▸ INPUT RECORDS:
+ + + + +

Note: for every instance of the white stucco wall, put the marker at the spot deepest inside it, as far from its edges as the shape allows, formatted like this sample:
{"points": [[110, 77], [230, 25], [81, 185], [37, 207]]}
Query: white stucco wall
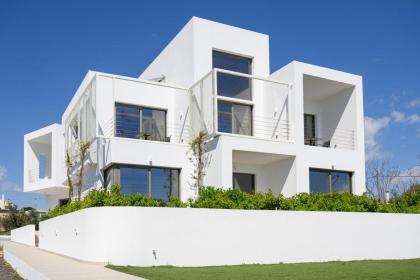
{"points": [[24, 235], [144, 236]]}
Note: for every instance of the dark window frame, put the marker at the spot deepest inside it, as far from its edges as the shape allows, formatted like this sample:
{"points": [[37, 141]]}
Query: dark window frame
{"points": [[232, 116], [116, 175], [313, 116], [244, 173], [329, 171], [140, 124]]}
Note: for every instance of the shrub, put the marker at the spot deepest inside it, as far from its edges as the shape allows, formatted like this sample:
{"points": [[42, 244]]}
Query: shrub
{"points": [[210, 197]]}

+ + + + +

Return unchanged every line of the entries, starting with the line that contains "Note: for every instance of the dark" and going on through the final line of the entries.

▸ CORRECT ANSWER:
Note: for every instance of the dark window frame, put the marker at the spot deepest inside it, as far from its edges as the shape allows, formatted like this sample:
{"points": [[37, 141]]}
Query: dark window frame
{"points": [[232, 116], [116, 175], [313, 116], [244, 173], [329, 171], [140, 124]]}
Note: for every instance of the shrub, put the marker at the spot deepest inside it, as far from its edges as the shape allows, formatted like this sample:
{"points": [[42, 244]]}
Query: shrub
{"points": [[210, 197]]}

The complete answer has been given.